QUOTED PASSAGE
Esther McVey, the former work and pensions secretary and founder of the Blue Collar Conservative movement, has backed the Express Save Our High Streets campaign and warned that radical action will be needed once the disease is brought under control.
The issue came up in Ms McVey’s latest Blue Collar podcast aimed at “bringing people together” during the crisis and raising issues which are hitting working class communities across the country.
The podcast included a conversation with Mansfield MP Ben Bradley and former Apprentice finalist Frances Bishop who owns the Pud Store kidswear chain.
Ms Bishop said: “I actually cried [with relief] when I heard the Chancellor announce he was giving everybody a business rates holiday for 12 months.
“We have really big business rates and I have been quite vocal about that in the past, not just because of coronavirus.
“If the government could find another way to tax retailers or hospitality businesses as opposed to business rates which I think is very outdated now, then it might end up with the government getting more revenue but it would give retailers, high streets and communities a chance to rebuild again.”
She pointed out that each month her business rates cost almost £5,000 – £3,000 in Sheffield £1,000 in Mansfield, £600 in Newark and £300 in Doncaster.

WHAT YOU NEED TO DO
Continue the article above about Esther McVey's podcast and high street business rates, starting after its last sentence.

DATA SECTION
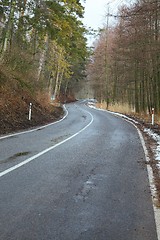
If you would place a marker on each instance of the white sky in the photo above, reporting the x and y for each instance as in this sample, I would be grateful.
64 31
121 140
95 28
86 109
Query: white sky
96 10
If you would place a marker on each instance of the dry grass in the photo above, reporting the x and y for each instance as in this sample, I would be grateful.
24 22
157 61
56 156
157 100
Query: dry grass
126 109
121 108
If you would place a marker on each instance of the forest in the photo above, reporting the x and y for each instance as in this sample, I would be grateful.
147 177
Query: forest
43 54
43 44
125 66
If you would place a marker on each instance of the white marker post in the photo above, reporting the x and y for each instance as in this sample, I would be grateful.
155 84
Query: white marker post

RESPONSE BELOW
She said: “That’s a lot of money and if we could plough that back into the business we could employ more people, invest more in the infrastructure side of the business to allow us withstand more and adapt and evolve.
“This [coronavirus] business rates measure has been a lifeline and allowed us to invest for the future and I hope this is the catalyst the government needs that we can reform business rates and do it in a fairer way.”
Ms McVey, the MP for Tatton, said that the Government now needs to look at abolishing business rates and replace it with a sales tax which could bring in online companies like Amazon who currently pay very little tax.
She said: “If there is one thing that the coronavirus crisis has highlighted for the economy it is that getting rid of business rates is essential. It’s an out of date tax that needs modernising so that it falls fairly on all businesses and doesn’t destroy the high street.”